# ACTIVITY:
The required output is the line with "ok lemme think... I need the box for the green leaf" through the final line of the entries, each one exactly as it stands.
Content starts
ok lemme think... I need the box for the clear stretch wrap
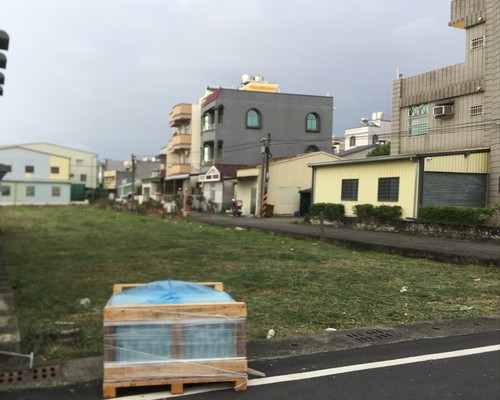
[103,281,247,386]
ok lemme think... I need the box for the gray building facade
[199,88,334,167]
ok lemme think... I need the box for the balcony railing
[166,134,191,153]
[202,123,215,132]
[167,163,191,176]
[169,104,192,127]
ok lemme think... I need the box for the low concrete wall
[309,217,500,243]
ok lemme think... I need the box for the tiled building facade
[391,0,499,205]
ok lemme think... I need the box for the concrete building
[199,75,334,167]
[161,103,192,198]
[13,143,99,190]
[344,112,391,151]
[391,0,500,205]
[0,146,72,205]
[192,75,334,210]
[310,0,497,221]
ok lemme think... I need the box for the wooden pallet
[103,282,247,399]
[103,375,247,398]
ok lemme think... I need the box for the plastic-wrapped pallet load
[103,280,247,398]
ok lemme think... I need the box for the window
[305,145,320,153]
[341,179,359,201]
[203,142,214,163]
[378,177,399,202]
[306,112,320,132]
[80,174,87,182]
[246,109,261,129]
[25,165,34,173]
[349,136,356,147]
[51,166,60,174]
[408,104,428,136]
[1,186,10,196]
[470,105,483,117]
[372,134,379,144]
[26,186,35,197]
[202,114,213,131]
[52,186,61,197]
[471,36,484,50]
[76,159,84,165]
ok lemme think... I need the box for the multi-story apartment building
[391,0,499,205]
[184,75,335,211]
[162,103,192,196]
[199,75,334,167]
[311,0,498,220]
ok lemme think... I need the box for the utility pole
[260,133,271,217]
[131,154,136,210]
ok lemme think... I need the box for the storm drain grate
[0,365,61,385]
[346,329,394,343]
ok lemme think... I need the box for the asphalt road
[187,213,500,266]
[3,331,498,400]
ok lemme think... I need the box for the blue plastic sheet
[107,280,235,306]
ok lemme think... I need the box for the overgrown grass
[0,206,499,361]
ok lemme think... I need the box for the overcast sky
[0,0,465,161]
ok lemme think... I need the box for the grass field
[0,205,499,361]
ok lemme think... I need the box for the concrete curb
[1,315,498,392]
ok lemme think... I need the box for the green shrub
[309,203,345,220]
[354,204,402,221]
[419,205,494,226]
[353,204,375,218]
[374,205,402,221]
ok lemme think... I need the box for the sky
[0,0,465,161]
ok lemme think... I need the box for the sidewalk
[187,213,500,266]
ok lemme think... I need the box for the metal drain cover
[0,365,61,386]
[346,329,394,342]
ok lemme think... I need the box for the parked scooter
[231,199,243,217]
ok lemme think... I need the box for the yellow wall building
[310,148,490,220]
[237,152,340,216]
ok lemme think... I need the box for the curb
[1,315,499,392]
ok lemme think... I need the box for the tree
[367,142,391,157]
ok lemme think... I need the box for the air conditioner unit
[433,105,454,118]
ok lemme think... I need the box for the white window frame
[470,105,484,117]
[470,36,484,50]
[408,104,429,136]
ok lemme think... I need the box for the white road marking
[114,344,500,399]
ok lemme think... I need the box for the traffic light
[0,30,9,96]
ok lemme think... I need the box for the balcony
[166,134,191,153]
[169,103,192,127]
[167,163,191,176]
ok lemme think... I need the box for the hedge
[309,203,345,220]
[418,205,495,226]
[353,204,402,221]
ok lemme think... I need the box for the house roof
[0,142,97,156]
[336,144,377,158]
[202,88,222,106]
[212,163,248,178]
[309,147,490,168]
[0,145,71,159]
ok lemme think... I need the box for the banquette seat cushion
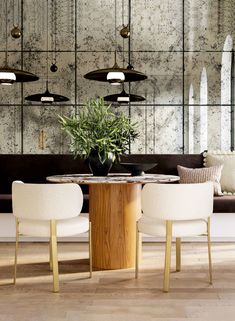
[213,196,235,213]
[0,194,12,212]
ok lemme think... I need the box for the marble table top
[46,173,180,184]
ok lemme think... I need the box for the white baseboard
[1,213,235,242]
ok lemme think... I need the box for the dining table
[47,173,179,270]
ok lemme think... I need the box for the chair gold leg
[207,217,213,285]
[135,222,139,279]
[50,220,59,293]
[176,237,181,272]
[49,238,53,271]
[14,218,19,285]
[89,221,92,278]
[163,220,172,293]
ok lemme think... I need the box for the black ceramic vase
[87,149,114,176]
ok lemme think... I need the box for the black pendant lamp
[25,0,69,103]
[84,0,147,84]
[104,0,146,103]
[25,81,69,103]
[0,66,39,85]
[104,87,145,104]
[0,0,39,85]
[84,50,147,84]
[84,59,147,84]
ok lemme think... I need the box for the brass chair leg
[207,217,213,284]
[89,221,92,278]
[135,222,139,279]
[163,220,172,292]
[49,238,53,271]
[14,218,19,285]
[50,220,59,293]
[176,237,181,272]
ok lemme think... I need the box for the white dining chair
[12,181,92,293]
[135,182,214,292]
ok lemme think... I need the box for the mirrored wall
[0,0,234,154]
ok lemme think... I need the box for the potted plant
[59,97,139,176]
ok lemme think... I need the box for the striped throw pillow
[177,165,223,196]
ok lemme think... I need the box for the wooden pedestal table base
[89,183,141,270]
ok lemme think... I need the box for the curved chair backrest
[12,181,83,220]
[141,182,214,221]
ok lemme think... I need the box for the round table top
[46,173,180,184]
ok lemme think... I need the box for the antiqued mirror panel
[0,0,234,154]
[23,105,75,154]
[184,0,235,51]
[0,106,21,154]
[130,105,183,154]
[132,0,183,51]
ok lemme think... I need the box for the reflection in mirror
[186,33,234,153]
[199,67,208,153]
[188,84,194,154]
[221,35,232,151]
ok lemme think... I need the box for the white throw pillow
[203,151,235,195]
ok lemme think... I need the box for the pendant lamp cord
[128,0,131,66]
[54,0,57,64]
[51,0,53,63]
[114,0,117,52]
[122,0,125,68]
[12,0,20,28]
[13,0,15,27]
[18,0,20,27]
[122,0,124,26]
[5,0,8,66]
[51,0,57,64]
[46,0,49,88]
[128,0,131,153]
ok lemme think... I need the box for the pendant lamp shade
[0,66,39,84]
[84,46,147,84]
[84,65,147,83]
[104,89,146,104]
[25,88,69,103]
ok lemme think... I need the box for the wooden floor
[1,242,235,321]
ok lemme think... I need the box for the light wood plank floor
[1,242,235,321]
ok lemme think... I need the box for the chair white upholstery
[19,216,89,237]
[12,181,92,293]
[136,182,214,292]
[12,181,84,221]
[138,217,207,237]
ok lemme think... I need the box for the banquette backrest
[0,154,204,194]
[1,153,234,214]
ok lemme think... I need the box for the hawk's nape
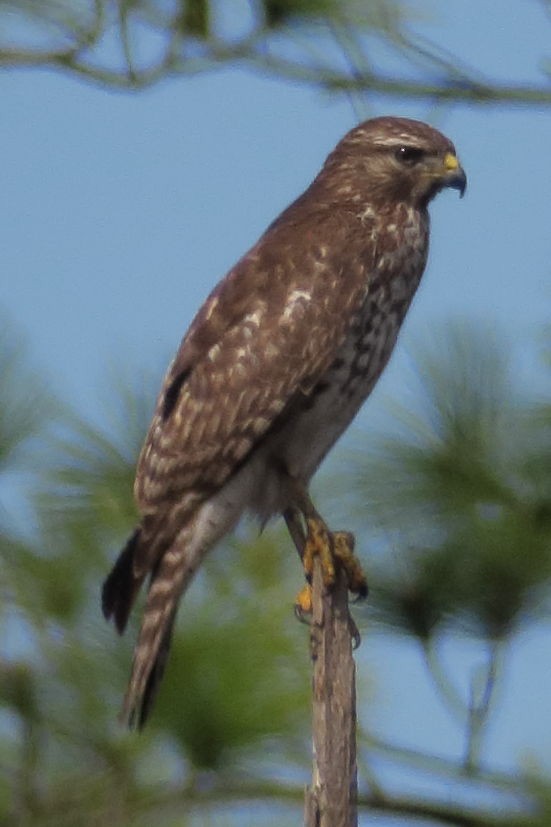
[102,116,466,727]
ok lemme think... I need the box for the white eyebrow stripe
[372,136,422,147]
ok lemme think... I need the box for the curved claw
[352,583,369,603]
[349,615,362,650]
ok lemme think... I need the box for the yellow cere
[444,152,459,171]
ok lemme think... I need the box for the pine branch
[2,2,551,107]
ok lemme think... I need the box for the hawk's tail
[103,522,206,728]
[102,528,145,634]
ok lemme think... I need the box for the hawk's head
[321,116,466,209]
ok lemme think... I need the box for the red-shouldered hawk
[103,116,466,727]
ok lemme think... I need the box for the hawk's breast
[252,204,429,518]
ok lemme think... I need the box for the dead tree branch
[305,558,359,827]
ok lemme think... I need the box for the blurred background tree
[2,1,551,825]
[2,0,551,103]
[3,320,551,826]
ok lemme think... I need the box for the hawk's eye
[395,146,425,165]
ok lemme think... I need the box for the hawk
[102,116,466,727]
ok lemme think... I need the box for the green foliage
[262,0,336,27]
[0,320,55,476]
[0,343,309,825]
[3,317,551,825]
[348,323,551,640]
[179,0,210,38]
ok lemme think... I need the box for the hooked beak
[443,152,467,197]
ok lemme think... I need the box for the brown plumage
[102,116,466,727]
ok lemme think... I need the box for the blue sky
[3,2,550,421]
[2,0,551,818]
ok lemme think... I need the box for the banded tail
[102,522,205,728]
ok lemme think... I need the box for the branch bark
[304,557,358,827]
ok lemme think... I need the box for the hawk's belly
[249,305,406,521]
[281,320,399,477]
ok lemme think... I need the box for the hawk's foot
[296,520,368,611]
[293,516,335,620]
[294,582,313,620]
[293,580,362,648]
[332,531,369,601]
[303,516,336,589]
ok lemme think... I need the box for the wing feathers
[162,368,192,420]
[135,215,367,521]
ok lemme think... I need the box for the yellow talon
[332,531,368,599]
[303,517,336,588]
[301,521,368,600]
[294,583,313,620]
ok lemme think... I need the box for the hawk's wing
[135,212,370,532]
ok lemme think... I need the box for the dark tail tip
[121,610,177,730]
[102,528,142,634]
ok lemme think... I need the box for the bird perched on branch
[102,116,466,727]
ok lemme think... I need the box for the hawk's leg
[283,505,307,561]
[283,506,314,618]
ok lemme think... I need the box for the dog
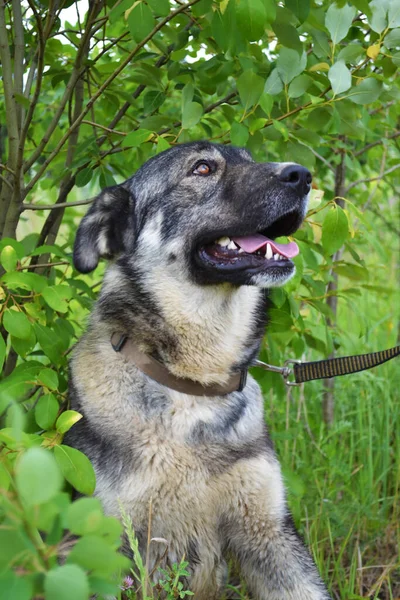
[66,141,331,599]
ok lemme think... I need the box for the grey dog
[66,141,331,599]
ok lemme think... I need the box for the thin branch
[18,261,70,270]
[0,173,13,190]
[23,0,202,198]
[289,135,335,172]
[0,0,20,236]
[345,164,400,193]
[158,90,238,135]
[12,0,24,130]
[369,100,396,116]
[30,1,104,270]
[23,1,103,173]
[20,0,46,154]
[81,120,126,135]
[22,198,93,211]
[354,131,400,157]
[0,163,15,175]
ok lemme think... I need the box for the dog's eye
[193,162,211,176]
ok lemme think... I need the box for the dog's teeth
[217,237,230,247]
[266,243,273,260]
[274,253,279,261]
[227,241,237,250]
[238,248,244,253]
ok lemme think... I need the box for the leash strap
[112,333,399,394]
[292,345,400,384]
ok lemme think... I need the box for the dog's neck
[93,264,267,386]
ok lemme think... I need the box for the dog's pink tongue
[232,234,299,258]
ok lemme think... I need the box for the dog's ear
[73,185,133,273]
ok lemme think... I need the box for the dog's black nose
[278,164,312,196]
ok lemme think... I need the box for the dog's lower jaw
[249,264,296,288]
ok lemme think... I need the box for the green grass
[267,360,399,600]
[262,284,400,600]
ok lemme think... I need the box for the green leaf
[54,445,96,495]
[272,23,303,54]
[16,447,62,506]
[156,137,171,153]
[109,0,133,24]
[388,0,400,28]
[276,48,307,84]
[0,237,25,259]
[237,71,264,110]
[285,0,310,23]
[181,83,194,111]
[44,565,89,600]
[147,0,170,16]
[231,122,249,146]
[259,93,273,116]
[0,245,18,272]
[264,69,284,95]
[328,61,352,95]
[3,309,32,340]
[38,370,59,392]
[288,74,312,98]
[337,43,364,62]
[1,271,48,292]
[272,119,289,141]
[122,128,153,148]
[325,3,356,44]
[143,90,165,114]
[127,3,155,43]
[75,168,93,187]
[0,569,33,600]
[182,102,203,129]
[369,0,387,33]
[67,535,129,576]
[321,205,349,255]
[384,28,400,48]
[349,78,382,104]
[35,323,66,365]
[56,410,83,434]
[35,393,59,430]
[66,497,103,535]
[42,285,72,313]
[235,0,267,41]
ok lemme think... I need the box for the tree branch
[23,1,104,173]
[0,0,21,237]
[12,0,24,130]
[81,120,126,135]
[22,198,94,211]
[344,164,400,193]
[354,131,400,157]
[30,0,105,270]
[20,0,46,155]
[23,0,202,198]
Content ends
# EXPECTED ANSWER:
ok lemme think... I need the box for the green leaf
[54,445,96,495]
[272,23,303,54]
[16,447,62,506]
[156,137,171,153]
[109,0,133,24]
[388,0,400,28]
[276,48,307,84]
[0,237,25,259]
[237,71,264,110]
[285,0,310,23]
[181,83,194,111]
[44,565,89,600]
[147,0,170,16]
[231,122,249,146]
[259,93,273,116]
[0,245,18,272]
[264,69,284,95]
[328,61,352,95]
[3,309,32,340]
[38,370,59,392]
[288,74,312,98]
[337,43,364,62]
[1,271,48,292]
[272,119,289,141]
[122,128,153,148]
[325,3,356,44]
[143,90,165,114]
[127,3,155,43]
[75,168,93,187]
[0,569,33,600]
[182,102,203,129]
[369,0,387,33]
[67,535,129,576]
[321,205,349,255]
[384,28,400,48]
[349,78,382,104]
[35,323,66,365]
[56,410,83,434]
[35,393,59,430]
[66,497,103,535]
[42,285,72,313]
[235,0,267,41]
ok lemme think... I need the box for the tree branch
[23,1,104,173]
[0,0,21,237]
[12,0,24,130]
[81,120,126,135]
[22,198,94,211]
[344,164,400,193]
[354,131,400,157]
[30,0,105,270]
[20,0,46,155]
[23,0,202,198]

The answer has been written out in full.